What the task requires — Output the records below again, precisely as they are written.

[Items listed in a dataset]
# # #
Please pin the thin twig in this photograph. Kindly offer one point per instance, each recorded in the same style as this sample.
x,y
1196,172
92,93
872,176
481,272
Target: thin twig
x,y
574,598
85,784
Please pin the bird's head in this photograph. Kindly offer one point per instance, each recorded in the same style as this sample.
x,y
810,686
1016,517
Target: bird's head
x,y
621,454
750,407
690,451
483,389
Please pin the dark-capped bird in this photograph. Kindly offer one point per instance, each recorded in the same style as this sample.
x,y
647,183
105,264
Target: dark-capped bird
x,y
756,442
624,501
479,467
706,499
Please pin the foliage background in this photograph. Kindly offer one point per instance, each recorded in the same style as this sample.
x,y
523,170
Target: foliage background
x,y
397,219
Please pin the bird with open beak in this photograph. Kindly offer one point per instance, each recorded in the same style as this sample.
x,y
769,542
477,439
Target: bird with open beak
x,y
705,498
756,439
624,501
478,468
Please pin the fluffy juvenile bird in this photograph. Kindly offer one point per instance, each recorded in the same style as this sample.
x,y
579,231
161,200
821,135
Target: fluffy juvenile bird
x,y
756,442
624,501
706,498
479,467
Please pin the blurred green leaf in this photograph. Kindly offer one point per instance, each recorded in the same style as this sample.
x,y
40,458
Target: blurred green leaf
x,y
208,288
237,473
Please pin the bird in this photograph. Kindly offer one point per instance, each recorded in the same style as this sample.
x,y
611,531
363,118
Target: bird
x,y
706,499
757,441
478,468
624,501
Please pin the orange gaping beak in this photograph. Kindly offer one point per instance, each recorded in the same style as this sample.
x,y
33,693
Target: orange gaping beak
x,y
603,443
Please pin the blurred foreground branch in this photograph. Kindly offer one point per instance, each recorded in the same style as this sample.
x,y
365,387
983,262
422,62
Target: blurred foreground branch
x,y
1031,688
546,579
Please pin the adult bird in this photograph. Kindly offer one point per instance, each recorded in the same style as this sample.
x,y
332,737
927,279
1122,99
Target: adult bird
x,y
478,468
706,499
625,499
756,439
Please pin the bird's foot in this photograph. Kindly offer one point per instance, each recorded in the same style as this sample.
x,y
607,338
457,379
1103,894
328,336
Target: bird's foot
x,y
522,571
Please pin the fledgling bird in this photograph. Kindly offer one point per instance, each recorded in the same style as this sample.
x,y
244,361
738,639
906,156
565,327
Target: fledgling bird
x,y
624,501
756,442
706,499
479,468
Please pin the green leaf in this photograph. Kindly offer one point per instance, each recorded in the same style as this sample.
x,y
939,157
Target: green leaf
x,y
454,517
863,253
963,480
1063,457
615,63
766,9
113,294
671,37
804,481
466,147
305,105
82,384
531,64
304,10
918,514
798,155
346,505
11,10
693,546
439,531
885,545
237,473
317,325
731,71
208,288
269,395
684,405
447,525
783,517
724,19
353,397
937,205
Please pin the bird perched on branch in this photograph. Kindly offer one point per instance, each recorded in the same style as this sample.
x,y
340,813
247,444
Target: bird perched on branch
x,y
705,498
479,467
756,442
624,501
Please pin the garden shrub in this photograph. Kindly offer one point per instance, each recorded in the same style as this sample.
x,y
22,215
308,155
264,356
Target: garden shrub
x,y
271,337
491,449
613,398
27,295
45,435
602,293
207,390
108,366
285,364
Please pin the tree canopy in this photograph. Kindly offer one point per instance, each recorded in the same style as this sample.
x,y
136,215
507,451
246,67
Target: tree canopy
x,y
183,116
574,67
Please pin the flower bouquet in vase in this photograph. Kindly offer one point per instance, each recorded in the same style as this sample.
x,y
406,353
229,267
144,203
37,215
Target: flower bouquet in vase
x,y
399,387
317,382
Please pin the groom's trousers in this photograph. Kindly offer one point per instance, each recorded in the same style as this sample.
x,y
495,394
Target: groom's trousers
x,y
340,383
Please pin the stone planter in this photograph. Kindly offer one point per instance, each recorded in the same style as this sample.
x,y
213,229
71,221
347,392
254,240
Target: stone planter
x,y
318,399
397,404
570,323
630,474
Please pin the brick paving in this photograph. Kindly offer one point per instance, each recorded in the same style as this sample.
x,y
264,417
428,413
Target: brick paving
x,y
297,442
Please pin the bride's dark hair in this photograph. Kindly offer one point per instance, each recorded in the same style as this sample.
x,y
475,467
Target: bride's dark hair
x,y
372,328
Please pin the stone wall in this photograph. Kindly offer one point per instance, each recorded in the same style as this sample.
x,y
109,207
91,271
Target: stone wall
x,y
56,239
# # #
Written answer —
Please pin the thin twig in this photograph. Kindly offer one point per instance, each recorded in the same style as this sample.
x,y
1196,172
92,93
872,176
481,272
Target: thin twig
x,y
574,598
85,784
Please pin the bird's head in this photograph. Kindly offer one point per instance, each recorded in the same style as this sample.
x,y
810,686
1016,517
Target: bird's head
x,y
621,454
750,407
690,451
483,389
Please pin the dark-capped bird in this photograph. Kindly offer one point per instance, each recorded in the same style as this sample.
x,y
647,183
105,264
Target: dark-capped bird
x,y
756,442
624,501
479,467
706,499
Please pin the foliage background in this photograph. Kindly offer one point per instance, each recorded in the same style as this sample.
x,y
523,170
Target: foliage background
x,y
397,219
Please pin the bird with open beak in this photograph. Kindly offer one point per instance, each recorded in the same style as this sample.
x,y
769,542
477,439
Target: bird with open beak
x,y
705,498
756,439
624,501
478,468
Please pin the fluffy juvenile bird in this photograph. Kindly offer one point per instance, each recorded in the same style as this sample.
x,y
579,231
161,200
821,135
Target: fluffy juvenile bird
x,y
756,442
624,501
706,498
479,467
Please pin the blurred green leaf in this photograph. Kindly offer one point per instance, each recorded in the same style as this sample.
x,y
40,458
Target: blurred green leaf
x,y
208,288
237,473
Please pin the bird in this photograph. Kindly offer one point per instance, each recorded in the same style as this sample.
x,y
611,531
363,118
Target: bird
x,y
706,499
757,441
478,468
624,501
Please pin the orange gaping beak in this photograph. Kindly offer one point per instance, each recorded in the same style as this sample.
x,y
33,693
Target: orange gaping beak
x,y
603,443
Please pin the blurred foreground branch in this photograph. Kindly offer one point per instance, each recorded in the same style as this sample.
x,y
365,387
983,262
422,62
Target: blurred foreground branch
x,y
1031,688
546,579
Please pin the adult bird in this photograph. Kindly offer one point per instance, each recorded in the same style as this sample.
x,y
332,737
927,279
1122,99
Target: adult bird
x,y
478,468
706,499
625,499
756,439
Please pin the bird's foot in this photograph. Kindly offer one point per instance, each recorded in the same style as this sample.
x,y
607,338
457,379
1103,894
328,336
Target: bird's foot
x,y
522,571
Please pin the fledgling bird in this photograph. Kindly offer one point per instance, each recorded in the same style as this sample.
x,y
244,361
738,639
906,156
565,327
Target: fledgling bird
x,y
624,501
756,442
706,499
479,468
Please pin the green leaf in this photograph. Kindly offer one point per instance, each recorded in the same style as this sample.
x,y
939,157
Target: green leaf
x,y
454,517
863,253
963,480
1063,457
615,63
766,9
113,294
671,37
804,481
466,147
305,105
82,384
531,64
304,10
918,514
798,155
346,505
11,10
693,546
439,531
885,545
237,473
317,325
731,71
208,288
269,395
684,405
447,525
783,517
724,19
353,397
937,205
Please pin the bird perched on branch in this photograph. Kindly offer one point per instance, each recorded in the same style as this sample.
x,y
340,813
247,444
Target: bird perched on branch
x,y
705,498
479,467
756,442
624,501
Please pin the garden shrub in this photograph. Kindly offer one point per instance, each recorded in the same style as this sample.
x,y
22,215
308,155
264,356
Target: garden shrub
x,y
271,337
491,449
613,398
27,295
45,435
602,293
207,390
108,366
285,364
Please pin the tree canopy in this photograph. Kindly offer one point per instance, each recorded in the same style as this sample.
x,y
136,215
507,451
246,67
Target: tree canopy
x,y
183,116
574,67
Please pin the flower bouquet in vase in this photograph. Kindly offer one point per instance, each recorded in the same style as this sample.
x,y
406,353
229,267
144,203
37,215
Target: flower bouquet in vase
x,y
399,387
317,382
Please pin the groom's trousers in this photograph. Kindly offer one point per instance, each recorded in the same style as this sample.
x,y
495,394
Target: groom's trousers
x,y
340,383
Please pin the stone planter in this photograph. Kindly offer one point per instance, each recorded in the same style as this sample.
x,y
213,229
71,221
347,392
254,240
Target: stone planter
x,y
318,399
397,404
570,323
630,474
Please pin the brick paving in this photograph. Kindly offer one point per instance, each recorded in the same style as this sample.
x,y
264,417
428,413
Target: brick paving
x,y
297,442
Please pin the bride's dark hair in this photograph. Kindly offer one point per instance, each recorded in the same style as this sample.
x,y
475,467
Target: bride's dark hair
x,y
372,328
Please pin the stone wall in this photograph. Kindly offer one point per instance, each recorded in the same style as this sample.
x,y
109,207
91,271
Target: stone wall
x,y
56,239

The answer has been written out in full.